Work to do – Copy word for word the lines starting at the line that contains "of the framed" and ending at the line that contains "(1206, 256)".

Data provided –
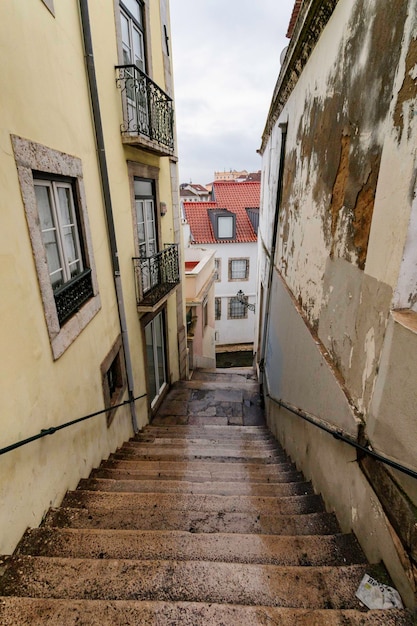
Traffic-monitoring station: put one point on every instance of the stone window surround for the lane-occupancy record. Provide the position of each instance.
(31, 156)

* * *

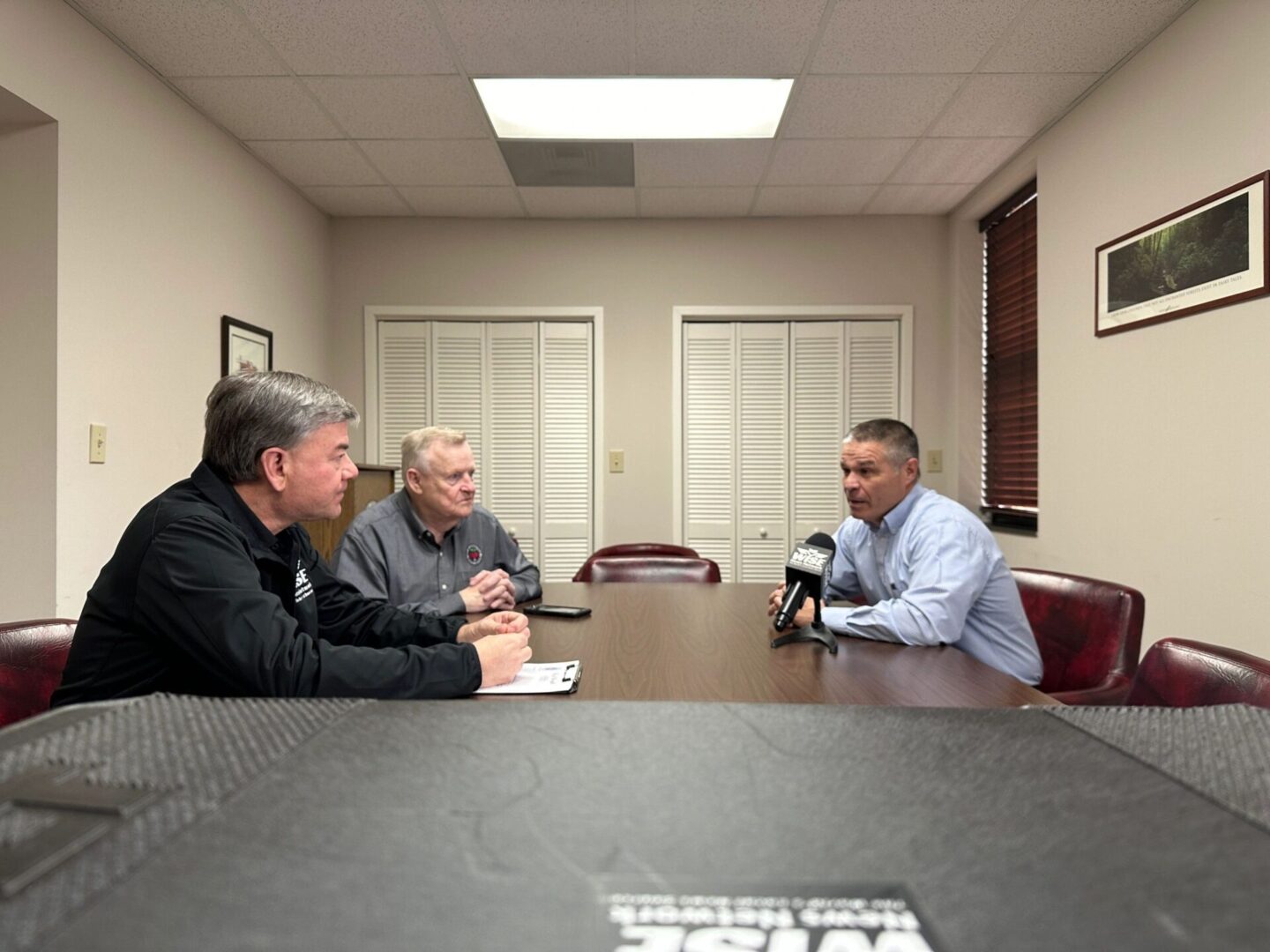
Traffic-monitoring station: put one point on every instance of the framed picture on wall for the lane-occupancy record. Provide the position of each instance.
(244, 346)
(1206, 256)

Response for this exercise –
Traffic-monitoring station: put one point on every instance of the framed picture on wall for the lane-occupancy record. Provide the position of each instance.
(244, 346)
(1206, 256)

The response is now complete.